TEXTAUSZUG:
Hamburg. Bisher war Diesel immer günstiger als Benzin – was der Ukraine-Krieg mit dem drastischen Preisanstieg an der Zapfsäule zu tun hat.

Vielfahrer wie etwa Taxibesitzer nutzen in der Regel einen Pkw mit Dieselmotor, auch weil der Dieselkraftstoff wegen der um 19 Cent pro Liter niedrigeren Energiesteuer fast immer günstiger ist als Benzin. Doch der Ukraine-Krieg macht jetzt einen Strich durch diese Rechnung: An vielen Tankstellen in Hamburg kostet Diesel aktuell mehr als Benzin der Sorte Super E10.

Wie eine Auswertung des Portals clever-tanken.de für 217 Stationen in der Hansestadt ergab, lag der Durchschnittspreis für Diesel am Montagnachmittag bei 2,034 Euro je Liter und damit um 2,5 Cent höher als der für Super E10 (2,009 Euro). Eine solche Konstellation ist äußerst selten – im Mai 2008 war Diesel laut einer wöchentlichen Erhebung des ADAC erstmals in der Geschichte der Bundesrepublik teurer als Super, wenn auch nur um ein Zehntel Cent.

VORLIEGENDE DATEN:
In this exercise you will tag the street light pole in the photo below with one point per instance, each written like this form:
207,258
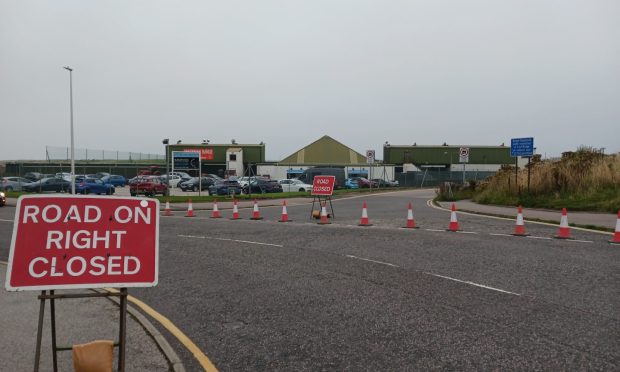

AUFGABENSTELLUNG:
a) Geben Sie aus dem Textauszug den Abschnitt von „Vielfahrer wie etwa“ bis einschließlich „Sorte Super E10.“ wortgetreu wieder.
b) Fassen Sie den Textauszug über die Dieselpreise in Hamburg in zwei Sätzen zusammen.
c) Prüfen Sie anhand des Textauszugs über die Dieselpreise in Hamburg, ob die folgenden Aussagen zutreffen, und belegen Sie jede Antwort mit einem wörtlichen Zitat. (i) Super E10 kostete am Montagnachmittag durchschnittlich 2,009 Euro. (ii) Im Mai 2008 war Diesel um mehr als einen Cent teurer als Super. (iii) Die Auswertung umfasste 217 Stationen.

LÖSUNGEN:
a)
Vielfahrer wie etwa Taxibesitzer nutzen in der Regel einen Pkw mit Dieselmotor, auch weil der Dieselkraftstoff wegen der um 19 Cent pro Liter niedrigeren Energiesteuer fast immer günstiger ist als Benzin. Doch der Ukraine-Krieg macht jetzt einen Strich durch diese Rechnung: An vielen Tankstellen in Hamburg kostet Diesel aktuell mehr als Benzin der Sorte Super E10.

b) Diesel ist wegen einer um 19 Cent pro Liter niedrigeren Energiesteuer fast immer günstiger als Benzin, doch wegen des Ukraine-Kriegs kostet er an vielen Hamburger Tankstellen derzeit mehr als Super E10. Laut einer Auswertung von clever-tanken.de für 217 Stationen lag der Dieselpreis am Montagnachmittag im Durchschnitt bei 2,034 Euro je Liter und damit 2,5 Cent über dem Preis für Super E10, was äußerst selten ist.

c)
(i) Ja: „Super E10 (2,009 Euro)“
(ii) Nein: „wenn auch nur um ein Zehntel Cent“
(iii) Ja: „für 217 Stationen in der Hansestadt“